Pointing dataset records
____________
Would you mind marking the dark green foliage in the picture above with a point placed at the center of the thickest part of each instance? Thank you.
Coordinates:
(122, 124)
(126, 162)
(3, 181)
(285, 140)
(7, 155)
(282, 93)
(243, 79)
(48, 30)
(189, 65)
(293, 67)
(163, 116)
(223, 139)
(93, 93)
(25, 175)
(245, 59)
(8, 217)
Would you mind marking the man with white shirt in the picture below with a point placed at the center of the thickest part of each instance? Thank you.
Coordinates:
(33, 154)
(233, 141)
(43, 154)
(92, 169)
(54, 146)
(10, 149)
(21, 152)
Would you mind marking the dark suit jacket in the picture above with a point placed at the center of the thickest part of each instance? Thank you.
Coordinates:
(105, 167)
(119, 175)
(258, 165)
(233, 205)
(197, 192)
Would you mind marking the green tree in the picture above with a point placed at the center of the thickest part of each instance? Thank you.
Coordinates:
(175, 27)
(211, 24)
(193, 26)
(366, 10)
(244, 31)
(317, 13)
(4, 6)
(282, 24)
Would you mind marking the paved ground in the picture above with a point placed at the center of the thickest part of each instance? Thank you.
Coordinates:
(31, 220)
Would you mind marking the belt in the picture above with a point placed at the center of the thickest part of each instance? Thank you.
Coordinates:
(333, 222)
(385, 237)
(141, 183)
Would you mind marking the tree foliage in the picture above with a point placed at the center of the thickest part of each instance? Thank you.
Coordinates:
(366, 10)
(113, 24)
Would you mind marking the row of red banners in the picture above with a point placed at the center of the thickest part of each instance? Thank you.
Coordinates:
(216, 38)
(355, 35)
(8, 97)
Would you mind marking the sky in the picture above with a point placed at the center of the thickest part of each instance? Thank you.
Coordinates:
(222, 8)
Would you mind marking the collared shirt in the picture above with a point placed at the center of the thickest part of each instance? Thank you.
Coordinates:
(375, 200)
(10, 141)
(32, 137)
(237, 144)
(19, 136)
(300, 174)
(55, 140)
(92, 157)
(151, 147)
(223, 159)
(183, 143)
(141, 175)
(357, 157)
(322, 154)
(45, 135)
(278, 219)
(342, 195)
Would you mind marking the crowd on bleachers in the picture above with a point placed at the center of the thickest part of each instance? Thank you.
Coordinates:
____________
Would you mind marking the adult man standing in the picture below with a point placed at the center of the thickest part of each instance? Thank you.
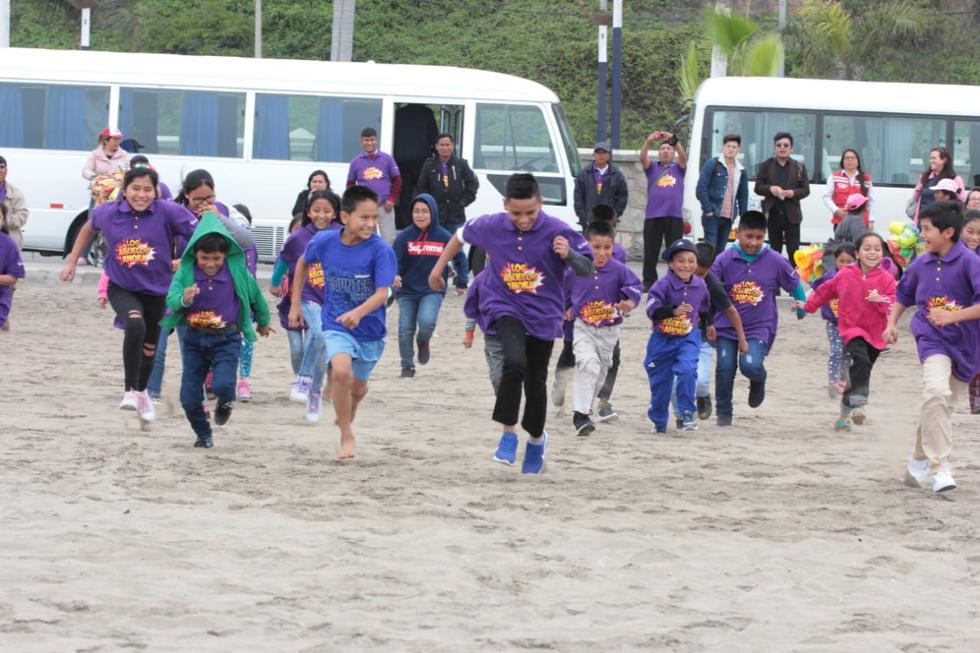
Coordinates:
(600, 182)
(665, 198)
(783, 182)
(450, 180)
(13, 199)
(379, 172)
____________
[GIVEN EXERCISE]
Pick out every line in the data above that contains the string "foliage", matching case exactly.

[EXPECTED ANSWER]
Would you mind marking the dark green foliage in the picture above with a point placed at the center of the thickest part of each instance? Thank you.
Would you mind marking the tree foliage in the picture above with a point placed at the center of the thickest part of each instance? Thank you.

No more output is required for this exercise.